━━ Items

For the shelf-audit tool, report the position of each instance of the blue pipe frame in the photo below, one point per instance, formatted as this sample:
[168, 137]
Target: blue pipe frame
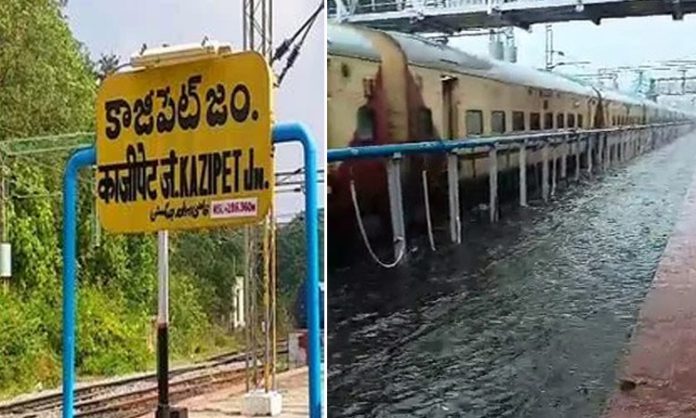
[86, 157]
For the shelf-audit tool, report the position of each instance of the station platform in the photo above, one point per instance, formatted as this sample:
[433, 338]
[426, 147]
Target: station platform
[293, 385]
[658, 376]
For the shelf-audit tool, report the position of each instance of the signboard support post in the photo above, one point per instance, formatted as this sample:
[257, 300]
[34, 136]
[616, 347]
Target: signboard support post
[295, 132]
[81, 158]
[163, 325]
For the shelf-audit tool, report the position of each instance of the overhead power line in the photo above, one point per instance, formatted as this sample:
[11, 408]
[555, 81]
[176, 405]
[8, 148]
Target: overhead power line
[287, 45]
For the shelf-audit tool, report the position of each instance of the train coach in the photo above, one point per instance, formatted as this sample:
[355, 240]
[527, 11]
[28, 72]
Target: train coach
[386, 87]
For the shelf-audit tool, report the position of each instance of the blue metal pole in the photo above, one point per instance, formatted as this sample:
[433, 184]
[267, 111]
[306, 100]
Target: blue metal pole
[296, 132]
[79, 159]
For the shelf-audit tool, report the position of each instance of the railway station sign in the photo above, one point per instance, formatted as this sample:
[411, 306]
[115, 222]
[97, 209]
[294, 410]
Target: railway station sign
[185, 145]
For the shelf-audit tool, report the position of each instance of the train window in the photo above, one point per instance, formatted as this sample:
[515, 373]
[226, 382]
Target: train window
[474, 122]
[534, 121]
[366, 124]
[548, 120]
[518, 121]
[498, 122]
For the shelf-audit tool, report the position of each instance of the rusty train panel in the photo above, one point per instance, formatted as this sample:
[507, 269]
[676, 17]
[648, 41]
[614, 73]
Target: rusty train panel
[386, 87]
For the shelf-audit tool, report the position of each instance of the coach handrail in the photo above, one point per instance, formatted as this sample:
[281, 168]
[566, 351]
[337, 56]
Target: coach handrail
[441, 146]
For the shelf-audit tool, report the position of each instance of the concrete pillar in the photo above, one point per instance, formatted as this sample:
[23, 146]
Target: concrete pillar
[453, 186]
[396, 205]
[545, 172]
[554, 168]
[564, 157]
[577, 158]
[589, 154]
[493, 184]
[523, 173]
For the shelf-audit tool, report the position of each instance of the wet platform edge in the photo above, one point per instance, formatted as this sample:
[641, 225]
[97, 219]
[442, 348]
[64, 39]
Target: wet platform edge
[658, 375]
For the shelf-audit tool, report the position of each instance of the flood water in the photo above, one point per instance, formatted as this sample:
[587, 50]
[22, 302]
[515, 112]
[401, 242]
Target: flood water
[528, 318]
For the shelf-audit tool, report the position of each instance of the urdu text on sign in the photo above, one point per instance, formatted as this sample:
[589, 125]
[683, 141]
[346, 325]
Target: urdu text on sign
[185, 146]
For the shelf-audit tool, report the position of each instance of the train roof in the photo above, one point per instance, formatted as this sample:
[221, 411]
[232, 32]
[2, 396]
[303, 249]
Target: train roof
[350, 40]
[347, 40]
[424, 52]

━━━━

Work to be completed:
Copy the records above exactly. The pictures are not part of the copy.

Response to the exercise:
For the shelf-audit tool, report the position of each instance of the blue pipe frame in the photo below, one point per instance, formatted as this sample:
[168, 137]
Target: blue pipe frame
[86, 157]
For the shelf-audit tool, report the position of each instance of the station platform in the photo above, one point per instance, formatted as this sample:
[433, 338]
[426, 147]
Target: station platform
[293, 385]
[658, 376]
For the shelf-audit tool, report the position of each instance of the signboard support post in the photo above, one point per instance, formatted as this sample:
[257, 300]
[34, 136]
[616, 347]
Target: signboard support post
[295, 132]
[81, 158]
[163, 325]
For the shelf-audit tool, report the position of each instance of the overhead power line in the photo above, one point per instance, formatted as this sample:
[11, 408]
[555, 81]
[176, 405]
[8, 148]
Target: overhead power line
[287, 45]
For the shelf-audit tool, report the position of each instance of the train coach in the photo above, one point per instance, formatted as this sample:
[355, 240]
[527, 11]
[28, 72]
Target: train coach
[386, 87]
For the shelf-audit tool, report the position of each instance of the blue metal pole in the photo above, one point per instance, formatted as this sample:
[433, 184]
[267, 111]
[306, 100]
Target: blue metal pole
[296, 132]
[79, 159]
For the shelf-audit tool, report the position of each instance of the railway station sign in the photo above, one point per instance, formatted as this sample:
[411, 306]
[115, 222]
[97, 209]
[294, 410]
Target: railway station sign
[185, 145]
For the shelf-audit tool, report the position of each instance of the train window in the photo above, one point per instance, formatted as this sample:
[515, 373]
[226, 382]
Target: train window
[474, 122]
[534, 121]
[366, 124]
[548, 120]
[518, 121]
[498, 122]
For the shelf-audit tool, report the position of each instance of the rusty train panel in the photo above, one point per instance, formatted as this sample:
[507, 269]
[676, 17]
[648, 41]
[614, 73]
Target: rusty train panel
[386, 87]
For the shelf-audit tool, report the position of each instance of the coach handrail in the photo above, one point per instance, formatted as this sample:
[281, 168]
[566, 351]
[337, 56]
Target: coach handrail
[441, 146]
For the shelf-audit tool, report the position of each instance of the concrete pillar in the photo above, one point per instance, formatted as this sample:
[23, 146]
Target: concrete pillar
[453, 186]
[396, 205]
[545, 172]
[554, 168]
[564, 157]
[577, 158]
[589, 154]
[493, 184]
[523, 173]
For the shelf-audit tool, report the position of each instance of the wet platform edge in the photo above, one point per instance, formatted as this sample:
[641, 225]
[97, 219]
[442, 348]
[64, 39]
Target: wet platform edge
[658, 375]
For the shelf-audit tool, report the position of each instance of the flood water in the photo above, one point per instance, formatted as this sample:
[587, 50]
[22, 302]
[515, 112]
[401, 242]
Target: flood water
[528, 318]
For the shelf-audit tool, report the position of each instance of the urdu text on sign in the photo above, one point per instance, formatted as this sample:
[589, 125]
[683, 141]
[346, 325]
Target: urdu text on sign
[185, 146]
For the shelf-audit tool, report the position of each instance of the train roof in the photo above, one point per instance, formatted as this sample:
[221, 411]
[232, 32]
[2, 396]
[303, 249]
Target: train roof
[350, 40]
[347, 40]
[424, 52]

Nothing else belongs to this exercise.